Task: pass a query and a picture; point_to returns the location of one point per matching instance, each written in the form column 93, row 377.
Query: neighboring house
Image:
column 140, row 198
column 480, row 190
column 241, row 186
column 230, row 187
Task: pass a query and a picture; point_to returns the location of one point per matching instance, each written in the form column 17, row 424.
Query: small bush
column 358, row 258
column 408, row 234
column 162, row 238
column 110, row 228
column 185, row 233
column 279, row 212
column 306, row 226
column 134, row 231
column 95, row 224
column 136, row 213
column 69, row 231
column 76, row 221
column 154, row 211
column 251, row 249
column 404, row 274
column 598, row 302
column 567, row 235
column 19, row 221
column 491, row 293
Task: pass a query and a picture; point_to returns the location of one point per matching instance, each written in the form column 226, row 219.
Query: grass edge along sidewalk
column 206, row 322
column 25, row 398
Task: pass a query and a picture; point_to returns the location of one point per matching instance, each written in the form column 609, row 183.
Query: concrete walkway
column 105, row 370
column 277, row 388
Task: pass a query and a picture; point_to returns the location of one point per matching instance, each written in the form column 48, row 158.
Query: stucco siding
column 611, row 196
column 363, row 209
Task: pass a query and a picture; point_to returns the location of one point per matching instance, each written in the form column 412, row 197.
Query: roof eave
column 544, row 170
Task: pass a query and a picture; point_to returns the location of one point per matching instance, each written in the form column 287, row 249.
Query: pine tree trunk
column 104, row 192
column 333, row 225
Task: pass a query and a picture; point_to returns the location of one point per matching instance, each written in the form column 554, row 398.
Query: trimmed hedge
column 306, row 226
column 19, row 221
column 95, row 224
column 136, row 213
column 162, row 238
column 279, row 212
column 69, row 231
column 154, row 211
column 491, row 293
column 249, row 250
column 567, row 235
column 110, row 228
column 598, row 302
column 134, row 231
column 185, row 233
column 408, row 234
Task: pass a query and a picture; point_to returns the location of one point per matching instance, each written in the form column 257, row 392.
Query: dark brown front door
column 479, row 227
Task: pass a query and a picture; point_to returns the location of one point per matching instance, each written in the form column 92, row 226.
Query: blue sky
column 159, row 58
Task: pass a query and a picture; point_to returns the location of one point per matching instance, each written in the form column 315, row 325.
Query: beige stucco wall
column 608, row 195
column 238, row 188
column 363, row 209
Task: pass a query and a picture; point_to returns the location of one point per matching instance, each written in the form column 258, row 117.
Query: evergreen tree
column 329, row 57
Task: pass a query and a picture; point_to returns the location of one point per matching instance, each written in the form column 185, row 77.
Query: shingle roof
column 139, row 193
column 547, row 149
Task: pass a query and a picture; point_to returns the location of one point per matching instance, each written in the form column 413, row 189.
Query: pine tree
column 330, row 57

——————————

## Task brief:
From the first line to the last, return the data exactly.

## The answer:
Task: pass a query and a picture; point_to returns the location of one point per matching instance, each written in the form column 93, row 377.
Query: neighboring house
Image:
column 140, row 198
column 480, row 190
column 241, row 186
column 230, row 187
Task: pass a query and a picture; point_to returns the location of one point per matching instance, each written in the form column 17, row 424.
Query: small bush
column 358, row 258
column 408, row 234
column 162, row 238
column 110, row 228
column 185, row 233
column 279, row 212
column 306, row 226
column 134, row 231
column 95, row 224
column 136, row 213
column 69, row 231
column 76, row 221
column 154, row 211
column 251, row 249
column 404, row 274
column 598, row 302
column 567, row 235
column 19, row 221
column 491, row 293
Task: pass a query and a picture; point_to returns the location of one point per matching instance, each written in the form column 226, row 219.
Query: grass edge along sidewalk
column 206, row 322
column 25, row 398
Task: pass a query and a picture; point_to returns the location of one point per matching instance, each written in the form column 609, row 183.
Query: concrete walkway
column 105, row 370
column 277, row 388
Task: pass a query and a picture; point_to returns the location of one point per matching instance, each written in the form column 48, row 158.
Query: stucco siding
column 611, row 196
column 363, row 209
Task: pass a query and a picture; point_to returns the location of one point per matching instance, each written in the form column 412, row 197.
Query: roof eave
column 544, row 170
Task: pass a query and a picture; point_to returns the location of one point per matching instance, each written in the form column 287, row 249.
Query: pine tree trunk
column 104, row 192
column 333, row 225
Task: pass a query and a picture; point_to returns the location of one point per matching instance, each written in the form column 554, row 398.
Query: trimmed hedge
column 306, row 226
column 19, row 221
column 95, row 224
column 136, row 213
column 162, row 238
column 279, row 212
column 69, row 231
column 154, row 211
column 491, row 293
column 249, row 250
column 567, row 235
column 110, row 228
column 598, row 302
column 134, row 231
column 185, row 233
column 408, row 234
Task: pass a query and a picture; point_to returns the location of one point per matching instance, each written in the form column 257, row 392.
Query: dark brown front door
column 479, row 227
Task: pass a query and a picture; point_to returns the location of one point per matching instance, each written in the form column 92, row 226.
Query: blue sky
column 159, row 58
Task: pass a query and a picture; point_to returns the location of one point per matching instance, each written in the form column 315, row 325.
Query: beige stucco wall
column 608, row 195
column 238, row 188
column 363, row 209
Task: pass a query and a picture; point_to returns the location of one point per matching instance, each written in the form column 258, row 117.
Query: evergreen tree
column 329, row 57
Task: pass a query and a picture; point_to returns the location of one point per matching instance, each written in the form column 185, row 77.
Query: shingle roof
column 139, row 193
column 547, row 149
Task: pass a query and a picture; point_to returns the location of one point per matching instance, each written in the form column 413, row 189.
Query: pine tree
column 330, row 57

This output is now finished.